#### Source material
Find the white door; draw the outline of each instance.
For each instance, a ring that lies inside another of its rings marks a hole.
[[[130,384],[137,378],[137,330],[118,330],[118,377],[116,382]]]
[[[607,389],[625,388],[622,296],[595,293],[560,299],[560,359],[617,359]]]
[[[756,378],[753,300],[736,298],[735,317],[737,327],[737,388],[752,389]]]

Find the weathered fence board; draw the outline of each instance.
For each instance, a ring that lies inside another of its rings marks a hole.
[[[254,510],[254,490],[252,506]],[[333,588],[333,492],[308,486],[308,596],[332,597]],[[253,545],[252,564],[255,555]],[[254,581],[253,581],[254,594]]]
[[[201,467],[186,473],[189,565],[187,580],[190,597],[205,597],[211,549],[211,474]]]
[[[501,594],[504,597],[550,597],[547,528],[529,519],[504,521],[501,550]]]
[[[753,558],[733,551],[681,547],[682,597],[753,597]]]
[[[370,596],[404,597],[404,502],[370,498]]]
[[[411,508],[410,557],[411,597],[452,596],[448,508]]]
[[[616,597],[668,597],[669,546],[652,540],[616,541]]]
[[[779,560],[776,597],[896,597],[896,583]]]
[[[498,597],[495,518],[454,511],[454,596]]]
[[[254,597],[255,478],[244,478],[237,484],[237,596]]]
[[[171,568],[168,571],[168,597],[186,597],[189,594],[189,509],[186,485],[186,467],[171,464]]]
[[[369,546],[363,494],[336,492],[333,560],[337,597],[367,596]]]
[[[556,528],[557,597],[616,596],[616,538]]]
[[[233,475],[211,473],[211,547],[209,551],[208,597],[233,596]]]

#### Written request
Can you copy every item above, word for word and line for line?

#### Result of this task
Find the white door; draw the outline of each instance.
For each instance, a ring that lies inside another of its rings marks a hole.
[[[130,384],[137,378],[137,330],[118,330],[118,377],[116,382]]]
[[[607,389],[625,388],[622,296],[595,293],[560,299],[560,359],[617,359]]]
[[[756,378],[753,300],[736,298],[735,317],[737,327],[737,388],[752,389]]]

Find the weathered fence board; draw the outline of each instance.
For each instance, a ring that lies inside another of its rings marks a hole.
[[[254,510],[254,490],[252,506]],[[333,588],[333,492],[308,486],[308,596],[332,597]],[[253,545],[252,564],[255,555]],[[254,581],[253,581],[254,594]]]
[[[201,467],[186,473],[189,565],[187,580],[190,597],[205,597],[211,549],[211,474]]]
[[[501,594],[504,597],[550,597],[547,528],[529,519],[504,521],[501,550]]]
[[[753,558],[733,551],[681,547],[682,597],[753,597]]]
[[[370,596],[404,597],[404,502],[370,498]]]
[[[411,508],[410,557],[411,597],[452,596],[448,508]]]
[[[616,597],[668,597],[669,546],[652,540],[616,541]]]
[[[779,560],[776,597],[896,597],[896,583]]]
[[[498,597],[495,518],[454,511],[454,596]]]
[[[254,597],[255,478],[244,478],[237,484],[237,596]]]
[[[171,568],[168,571],[168,597],[186,597],[189,594],[189,509],[186,485],[186,467],[171,464]]]
[[[369,546],[363,494],[336,492],[333,560],[337,597],[367,596]]]
[[[556,528],[557,597],[616,596],[616,538]]]
[[[233,475],[211,473],[211,547],[209,551],[208,597],[233,596]]]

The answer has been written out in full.